** START Given data **
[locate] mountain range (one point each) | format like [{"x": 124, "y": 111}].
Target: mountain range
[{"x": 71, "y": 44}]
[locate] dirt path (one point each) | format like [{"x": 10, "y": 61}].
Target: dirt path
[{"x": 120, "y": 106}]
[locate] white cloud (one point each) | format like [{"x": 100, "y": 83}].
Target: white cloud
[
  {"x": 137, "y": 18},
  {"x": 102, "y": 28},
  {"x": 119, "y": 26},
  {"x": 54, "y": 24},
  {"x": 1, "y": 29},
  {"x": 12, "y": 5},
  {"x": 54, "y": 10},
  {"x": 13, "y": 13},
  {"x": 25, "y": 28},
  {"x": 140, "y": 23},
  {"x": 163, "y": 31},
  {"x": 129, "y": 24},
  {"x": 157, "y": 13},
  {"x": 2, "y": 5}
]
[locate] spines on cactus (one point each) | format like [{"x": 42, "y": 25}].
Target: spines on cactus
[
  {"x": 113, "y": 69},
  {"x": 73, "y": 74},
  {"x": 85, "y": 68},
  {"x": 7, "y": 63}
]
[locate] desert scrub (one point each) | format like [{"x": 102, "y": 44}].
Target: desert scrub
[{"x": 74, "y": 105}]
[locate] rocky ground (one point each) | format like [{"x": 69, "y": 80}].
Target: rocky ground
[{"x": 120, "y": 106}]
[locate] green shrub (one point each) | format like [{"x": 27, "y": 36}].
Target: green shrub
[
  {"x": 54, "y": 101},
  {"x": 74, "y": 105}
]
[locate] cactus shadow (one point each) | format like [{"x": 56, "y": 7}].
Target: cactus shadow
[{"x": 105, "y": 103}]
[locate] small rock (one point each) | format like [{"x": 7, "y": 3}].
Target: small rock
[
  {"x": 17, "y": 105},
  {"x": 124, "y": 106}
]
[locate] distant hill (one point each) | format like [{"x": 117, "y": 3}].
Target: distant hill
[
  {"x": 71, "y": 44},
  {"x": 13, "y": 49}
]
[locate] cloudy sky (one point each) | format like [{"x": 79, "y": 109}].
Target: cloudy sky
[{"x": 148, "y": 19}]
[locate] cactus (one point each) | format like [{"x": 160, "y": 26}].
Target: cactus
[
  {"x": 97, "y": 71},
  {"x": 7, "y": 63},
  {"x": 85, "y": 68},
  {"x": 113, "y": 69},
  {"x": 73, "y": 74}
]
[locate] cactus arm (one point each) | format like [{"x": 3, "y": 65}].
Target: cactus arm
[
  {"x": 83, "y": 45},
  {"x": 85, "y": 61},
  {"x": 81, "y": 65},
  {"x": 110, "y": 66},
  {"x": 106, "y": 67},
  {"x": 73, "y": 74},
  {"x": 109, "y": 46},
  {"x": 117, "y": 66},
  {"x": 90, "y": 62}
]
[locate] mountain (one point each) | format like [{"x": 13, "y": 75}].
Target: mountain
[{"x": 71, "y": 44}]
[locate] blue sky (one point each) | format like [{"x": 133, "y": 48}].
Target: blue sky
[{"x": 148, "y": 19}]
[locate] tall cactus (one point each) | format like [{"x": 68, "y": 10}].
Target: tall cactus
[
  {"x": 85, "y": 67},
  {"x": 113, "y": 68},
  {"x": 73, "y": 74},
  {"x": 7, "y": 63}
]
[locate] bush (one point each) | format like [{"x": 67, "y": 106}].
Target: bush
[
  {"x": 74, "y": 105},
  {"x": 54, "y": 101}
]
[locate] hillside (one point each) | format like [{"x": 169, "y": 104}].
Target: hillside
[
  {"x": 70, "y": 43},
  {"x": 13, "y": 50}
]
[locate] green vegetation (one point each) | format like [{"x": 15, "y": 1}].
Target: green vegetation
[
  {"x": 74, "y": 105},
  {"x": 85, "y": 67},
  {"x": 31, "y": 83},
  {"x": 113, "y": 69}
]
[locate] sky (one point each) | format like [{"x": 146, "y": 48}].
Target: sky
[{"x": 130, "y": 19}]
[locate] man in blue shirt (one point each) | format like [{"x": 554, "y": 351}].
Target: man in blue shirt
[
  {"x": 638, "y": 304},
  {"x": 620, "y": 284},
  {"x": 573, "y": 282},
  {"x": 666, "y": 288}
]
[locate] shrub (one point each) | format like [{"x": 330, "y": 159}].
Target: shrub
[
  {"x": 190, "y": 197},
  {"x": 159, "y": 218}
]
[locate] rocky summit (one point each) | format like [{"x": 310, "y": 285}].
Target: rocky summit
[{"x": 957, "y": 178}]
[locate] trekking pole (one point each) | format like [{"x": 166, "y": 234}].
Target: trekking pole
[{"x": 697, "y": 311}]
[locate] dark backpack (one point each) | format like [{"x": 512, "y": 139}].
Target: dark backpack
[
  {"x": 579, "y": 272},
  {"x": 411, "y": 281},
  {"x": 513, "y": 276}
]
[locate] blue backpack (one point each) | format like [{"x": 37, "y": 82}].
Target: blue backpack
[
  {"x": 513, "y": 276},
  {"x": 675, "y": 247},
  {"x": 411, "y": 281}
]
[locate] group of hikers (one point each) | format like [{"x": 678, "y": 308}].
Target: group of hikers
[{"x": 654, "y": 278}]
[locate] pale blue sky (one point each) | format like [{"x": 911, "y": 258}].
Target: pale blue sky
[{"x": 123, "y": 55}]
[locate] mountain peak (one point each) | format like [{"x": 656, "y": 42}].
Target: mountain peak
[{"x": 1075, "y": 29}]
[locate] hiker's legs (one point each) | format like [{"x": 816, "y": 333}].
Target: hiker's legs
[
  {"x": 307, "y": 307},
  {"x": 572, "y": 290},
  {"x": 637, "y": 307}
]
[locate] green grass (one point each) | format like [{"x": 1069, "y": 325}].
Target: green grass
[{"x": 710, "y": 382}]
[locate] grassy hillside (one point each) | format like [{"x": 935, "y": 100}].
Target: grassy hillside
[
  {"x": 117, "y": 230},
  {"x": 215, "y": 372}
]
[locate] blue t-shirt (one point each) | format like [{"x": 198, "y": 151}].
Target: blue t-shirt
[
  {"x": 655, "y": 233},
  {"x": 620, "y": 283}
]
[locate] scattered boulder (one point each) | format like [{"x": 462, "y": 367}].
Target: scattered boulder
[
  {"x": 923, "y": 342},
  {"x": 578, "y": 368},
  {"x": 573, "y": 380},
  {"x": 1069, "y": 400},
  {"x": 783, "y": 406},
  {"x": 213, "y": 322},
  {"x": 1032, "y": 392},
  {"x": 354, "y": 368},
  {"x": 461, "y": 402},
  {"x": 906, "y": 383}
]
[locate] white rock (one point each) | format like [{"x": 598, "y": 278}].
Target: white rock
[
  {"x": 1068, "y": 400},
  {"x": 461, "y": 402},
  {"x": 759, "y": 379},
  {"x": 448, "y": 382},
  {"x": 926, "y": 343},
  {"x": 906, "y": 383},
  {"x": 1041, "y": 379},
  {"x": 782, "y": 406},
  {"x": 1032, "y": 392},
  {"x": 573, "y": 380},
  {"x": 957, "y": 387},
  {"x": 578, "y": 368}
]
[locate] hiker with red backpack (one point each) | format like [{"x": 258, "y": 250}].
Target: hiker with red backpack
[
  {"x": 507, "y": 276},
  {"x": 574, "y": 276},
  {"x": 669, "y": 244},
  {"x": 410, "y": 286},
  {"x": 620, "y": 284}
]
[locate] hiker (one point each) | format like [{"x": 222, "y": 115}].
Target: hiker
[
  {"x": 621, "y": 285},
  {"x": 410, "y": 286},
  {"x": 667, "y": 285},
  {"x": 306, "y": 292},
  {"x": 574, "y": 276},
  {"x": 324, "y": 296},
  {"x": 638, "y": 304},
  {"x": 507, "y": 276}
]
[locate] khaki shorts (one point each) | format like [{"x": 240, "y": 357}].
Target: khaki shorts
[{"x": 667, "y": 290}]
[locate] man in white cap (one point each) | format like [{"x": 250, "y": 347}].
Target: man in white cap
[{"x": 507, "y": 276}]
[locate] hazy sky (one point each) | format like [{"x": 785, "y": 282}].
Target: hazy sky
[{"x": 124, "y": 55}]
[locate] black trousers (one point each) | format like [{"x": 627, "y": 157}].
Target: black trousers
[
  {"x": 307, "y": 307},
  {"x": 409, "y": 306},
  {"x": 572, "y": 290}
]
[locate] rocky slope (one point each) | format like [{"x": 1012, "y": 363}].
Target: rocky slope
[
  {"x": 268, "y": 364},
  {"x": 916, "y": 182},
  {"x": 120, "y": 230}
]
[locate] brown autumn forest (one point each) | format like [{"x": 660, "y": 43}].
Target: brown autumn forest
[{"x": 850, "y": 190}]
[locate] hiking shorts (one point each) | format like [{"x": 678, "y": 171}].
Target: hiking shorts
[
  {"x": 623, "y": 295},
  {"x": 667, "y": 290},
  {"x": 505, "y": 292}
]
** END Given data **
Put the lines from the one containing "[locate] man in white" through the end of the records into a JSON list of strings, one string per line, with blank lines omitted.

[
  "[locate] man in white cap (one point each) | format like [{\"x\": 250, \"y\": 347}].",
  "Target: man in white cap",
  "[{\"x\": 507, \"y\": 276}]",
  "[locate] hazy sky (one point each) | format like [{\"x\": 785, \"y\": 282}].",
  "Target: hazy sky",
  "[{\"x\": 124, \"y\": 55}]",
  "[locate] black trousers (one point each) | format like [{\"x\": 627, \"y\": 157}].",
  "Target: black trousers",
  "[",
  "  {\"x\": 307, \"y\": 307},",
  "  {\"x\": 409, \"y\": 306},",
  "  {\"x\": 572, \"y\": 290}",
  "]",
  "[locate] rocky slope (one point each) | format like [{\"x\": 1012, \"y\": 363}].",
  "Target: rocky slope",
  "[",
  "  {\"x\": 268, \"y\": 364},",
  "  {\"x\": 916, \"y\": 182},",
  "  {\"x\": 120, \"y\": 230}",
  "]",
  "[locate] brown autumn forest (one point each) | format like [{\"x\": 660, \"y\": 43}].",
  "Target: brown autumn forest",
  "[{\"x\": 850, \"y\": 190}]",
  "[locate] hiking shorts (one point each) | format like [{\"x\": 678, \"y\": 171}].",
  "Target: hiking shorts",
  "[",
  "  {\"x\": 623, \"y\": 295},",
  "  {\"x\": 667, \"y\": 290},",
  "  {\"x\": 505, \"y\": 292}",
  "]"
]